## Problem details
Without changing a single word, write out every entry.

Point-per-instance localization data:
^^^^^^^^^^^^^^^^

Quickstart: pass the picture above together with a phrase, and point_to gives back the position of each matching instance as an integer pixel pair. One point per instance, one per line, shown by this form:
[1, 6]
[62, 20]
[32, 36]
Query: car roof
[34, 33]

^^^^^^^^^^^^^^^^

## Expected output
Quickstart: pass the picture above together with a phrase, and point_to gives back the position of each matching instance as an integer pixel pair. One point per instance, one per line, shown by this form:
[1, 6]
[62, 20]
[32, 36]
Query: car roof
[34, 33]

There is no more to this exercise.